----- DOCUMENT SECTION

Section 9.2 Exclusivity. After the Closing, to the extent permitted by Law, the indemnities set forth in this Article 9 shall be the exclusive remedies of Purchaser and Seller and their respective officers, directors, employees, agents and Affiliates for any misrepresentation, breach of warranty or nonfulfillment or failure by Seller to perform any covenant or agreement contained in this Agreement, and Purchaser shall not be entitled to a rescission of this Agreement or to any further indemnification rights or claims of any nature whatsoever in respect thereof, all of which Purchaser hereby waives.
ARTICLE 10 DEFINITIONS
Section 10.1 Definitions.
(a) Defined Terms. As used in this Agreement, the following defined terms have the meanings indicated below:
“Accounts Receivable” has the meaning ascribed to it in Section 1.1(a).
“Affiliate” means any Person that directly, or indirectly through one of more intermediaries, controls or is controlled by or is under common control with the Person specified. For purposes of this definition, control of a Person means the power, direct or indirect, to direct or cause the direction of the management and policies of such Person whether by Contract or otherwise and, in any event and without limitation of the previous sentence, any Person owning ten percent (10%) or more of the voting securities of another Person shall be deemed to control that Person.

----------

→ **TO-DO LIST**
**1.** In the contract excerpt, what share of another Person's voting securities must a Person own to be deemed to control that Person?
**2.** Reproduce a passage from the contract excerpt word for word, beginning at the words "(a) Defined Terms." and stopping after the words "control that Person.".
The lines after this are not needed.

----- SUPPLIED DATA

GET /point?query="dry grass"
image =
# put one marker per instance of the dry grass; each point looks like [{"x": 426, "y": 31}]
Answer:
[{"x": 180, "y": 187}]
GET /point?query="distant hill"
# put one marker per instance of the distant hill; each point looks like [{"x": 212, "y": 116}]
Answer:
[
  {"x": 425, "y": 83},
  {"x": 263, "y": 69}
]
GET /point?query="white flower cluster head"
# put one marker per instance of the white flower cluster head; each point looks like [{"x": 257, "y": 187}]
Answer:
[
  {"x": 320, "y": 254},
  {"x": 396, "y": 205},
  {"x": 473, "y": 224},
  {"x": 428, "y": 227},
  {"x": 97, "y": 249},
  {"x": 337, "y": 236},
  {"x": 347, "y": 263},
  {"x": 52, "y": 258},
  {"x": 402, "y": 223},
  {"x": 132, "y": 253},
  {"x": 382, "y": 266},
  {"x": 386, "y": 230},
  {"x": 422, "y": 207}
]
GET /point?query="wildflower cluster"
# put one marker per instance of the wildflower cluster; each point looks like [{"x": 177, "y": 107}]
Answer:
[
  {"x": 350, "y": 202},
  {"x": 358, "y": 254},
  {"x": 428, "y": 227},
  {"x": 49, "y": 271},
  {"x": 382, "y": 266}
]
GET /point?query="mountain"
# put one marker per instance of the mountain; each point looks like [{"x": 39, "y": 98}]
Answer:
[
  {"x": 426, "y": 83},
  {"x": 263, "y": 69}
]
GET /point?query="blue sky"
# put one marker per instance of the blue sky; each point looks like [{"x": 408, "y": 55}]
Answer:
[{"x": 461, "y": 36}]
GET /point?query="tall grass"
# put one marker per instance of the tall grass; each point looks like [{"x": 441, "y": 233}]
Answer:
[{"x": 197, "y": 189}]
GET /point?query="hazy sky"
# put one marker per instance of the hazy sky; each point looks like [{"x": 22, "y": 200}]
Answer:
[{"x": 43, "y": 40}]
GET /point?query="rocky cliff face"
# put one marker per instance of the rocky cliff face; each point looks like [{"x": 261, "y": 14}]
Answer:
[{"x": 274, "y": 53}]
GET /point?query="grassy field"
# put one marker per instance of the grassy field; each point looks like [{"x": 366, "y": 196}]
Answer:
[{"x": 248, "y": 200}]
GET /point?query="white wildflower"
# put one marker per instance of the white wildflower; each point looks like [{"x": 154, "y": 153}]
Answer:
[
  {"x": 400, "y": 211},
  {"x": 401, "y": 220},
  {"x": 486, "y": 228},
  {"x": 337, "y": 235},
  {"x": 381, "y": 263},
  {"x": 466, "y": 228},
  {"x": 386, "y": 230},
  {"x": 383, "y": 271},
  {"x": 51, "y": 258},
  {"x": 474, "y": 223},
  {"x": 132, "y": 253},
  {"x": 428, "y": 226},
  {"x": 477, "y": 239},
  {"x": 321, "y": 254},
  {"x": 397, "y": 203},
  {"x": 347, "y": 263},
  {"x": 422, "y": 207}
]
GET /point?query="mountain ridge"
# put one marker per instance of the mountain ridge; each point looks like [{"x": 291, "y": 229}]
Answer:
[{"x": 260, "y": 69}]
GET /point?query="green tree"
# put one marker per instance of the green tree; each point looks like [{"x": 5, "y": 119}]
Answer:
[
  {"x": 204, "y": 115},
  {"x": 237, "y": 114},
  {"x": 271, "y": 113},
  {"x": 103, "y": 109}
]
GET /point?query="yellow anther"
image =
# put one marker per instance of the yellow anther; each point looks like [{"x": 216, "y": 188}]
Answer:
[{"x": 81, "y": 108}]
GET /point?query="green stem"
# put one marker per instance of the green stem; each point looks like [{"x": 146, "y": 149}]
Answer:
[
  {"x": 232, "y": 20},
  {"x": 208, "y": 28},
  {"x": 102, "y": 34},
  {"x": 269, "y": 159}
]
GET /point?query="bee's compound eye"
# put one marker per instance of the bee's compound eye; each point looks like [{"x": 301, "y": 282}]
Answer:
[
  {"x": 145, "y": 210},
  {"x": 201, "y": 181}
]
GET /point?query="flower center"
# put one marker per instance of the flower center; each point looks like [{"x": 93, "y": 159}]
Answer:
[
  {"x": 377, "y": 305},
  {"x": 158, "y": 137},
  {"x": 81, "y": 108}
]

----------

→ **RESULTS IN ORDER**
**1.** Ten percent (10%) or more.

**2.**
(a) Defined Terms. As used in this Agreement, the following defined terms have the meanings indicated below:
“Accounts Receivable” has the meaning ascribed to it in Section 1.1(a).
“Affiliate” means any Person that directly, or indirectly through one of more intermediaries, controls or is controlled by or is under common control with the Person specified. For purposes of this definition, control of a Person means the power, direct or indirect, to direct or cause the direction of the management and policies of such Person whether by Contract or otherwise and, in any event and without limitation of the previous sentence, any Person owning ten percent (10%) or more of the voting securities of another Person shall be deemed to control that Person.